(Material supplied begins)
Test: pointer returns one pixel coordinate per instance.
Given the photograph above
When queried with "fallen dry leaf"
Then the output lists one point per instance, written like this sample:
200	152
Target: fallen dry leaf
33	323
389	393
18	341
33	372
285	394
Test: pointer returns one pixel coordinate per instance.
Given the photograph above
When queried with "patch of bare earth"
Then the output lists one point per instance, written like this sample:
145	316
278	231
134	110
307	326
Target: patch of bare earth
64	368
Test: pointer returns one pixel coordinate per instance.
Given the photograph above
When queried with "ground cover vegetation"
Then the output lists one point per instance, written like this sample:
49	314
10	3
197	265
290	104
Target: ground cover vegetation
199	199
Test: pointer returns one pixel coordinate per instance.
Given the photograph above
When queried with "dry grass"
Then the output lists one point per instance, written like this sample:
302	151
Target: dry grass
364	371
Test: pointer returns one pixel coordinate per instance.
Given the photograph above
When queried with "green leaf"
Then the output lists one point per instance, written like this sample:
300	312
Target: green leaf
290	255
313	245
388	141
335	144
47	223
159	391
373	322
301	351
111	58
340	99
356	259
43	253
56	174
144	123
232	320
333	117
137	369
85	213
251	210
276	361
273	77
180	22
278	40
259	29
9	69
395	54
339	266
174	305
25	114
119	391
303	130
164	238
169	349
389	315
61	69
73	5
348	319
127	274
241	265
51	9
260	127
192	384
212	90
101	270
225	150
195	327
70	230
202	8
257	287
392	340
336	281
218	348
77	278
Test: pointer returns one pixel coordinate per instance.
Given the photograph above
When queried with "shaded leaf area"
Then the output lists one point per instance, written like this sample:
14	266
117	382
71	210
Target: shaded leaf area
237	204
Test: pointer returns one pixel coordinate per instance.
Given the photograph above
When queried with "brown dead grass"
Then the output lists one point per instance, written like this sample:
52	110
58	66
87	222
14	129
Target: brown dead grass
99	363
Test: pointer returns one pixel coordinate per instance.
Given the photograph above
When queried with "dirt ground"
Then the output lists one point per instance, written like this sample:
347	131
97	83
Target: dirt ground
(Material supplied ends)
* **Task prompt**
Your response must contain all of the records, copied exactly.

* **Task answer**
Test: pointer returns one pixel coordinate per instance.
Given the photograph above
When queried with "fallen dry leaf"
Then the output lists one point per instance, written like this sample:
200	152
Target: fallen dry leaf
33	323
389	393
18	341
33	372
285	394
Test: pointer returns one pixel coordinate per instance.
Given the photograph above
When queried with "patch of bare earth"
Then the output lists one point per instance, written like this sample:
145	316
278	231
134	110
307	326
Target: patch of bare earth
64	368
Test: pointer returns one pixel coordinate per instance.
Given the photograph above
When queried with "ground cover vegetation"
Then the output lists one point per instance, written like this sample:
49	314
10	3
197	265
290	104
Target: ground cover vegetation
199	199
Test: pointer returns one pixel coordinate per instance.
Given the photograph above
When queried with "dry grass"
Then the output lists one point per instance, written like this sample:
302	151
Target: dry grass
364	371
Test: pointer returns one pixel coordinate per instance.
Given the photograph above
When queried with "green leaf"
Then the output lists one point per instance, written like this sample:
300	312
Target: green leaf
290	255
313	245
388	141
335	144
47	223
159	391
373	322
301	351
111	58
340	99
356	259
43	253
56	174
144	123
232	320
333	117
137	369
85	213
251	210
276	361
273	77
180	22
278	40
259	29
9	69
395	54
339	266
174	305
25	114
119	391
303	130
164	238
169	349
389	315
61	69
73	5
348	319
127	274
241	265
51	9
260	127
192	384
212	90
101	270
225	150
195	327
70	230
202	8
257	287
392	340
336	281
218	348
77	278
Test: pointer returns one pixel coordinate per instance.
Given the photograph above
When queried with "shaded leaf area"
Then the output lists one point per instance, written like this sample:
14	266
117	382
71	210
Target: shaded leaf area
237	204
Test: pointer returns one pixel coordinate per instance.
Given the photograph above
When queried with "brown dead grass"
Then the output lists one point per instance, written like this sample:
52	110
58	66
87	222
14	129
Target: brown dead grass
99	363
Test: pointer returns one pixel coordinate per instance.
Given the photograph above
When queried with "dirt ground"
Then the output lists one point per instance, written like this sample:
347	131
97	83
Target: dirt ground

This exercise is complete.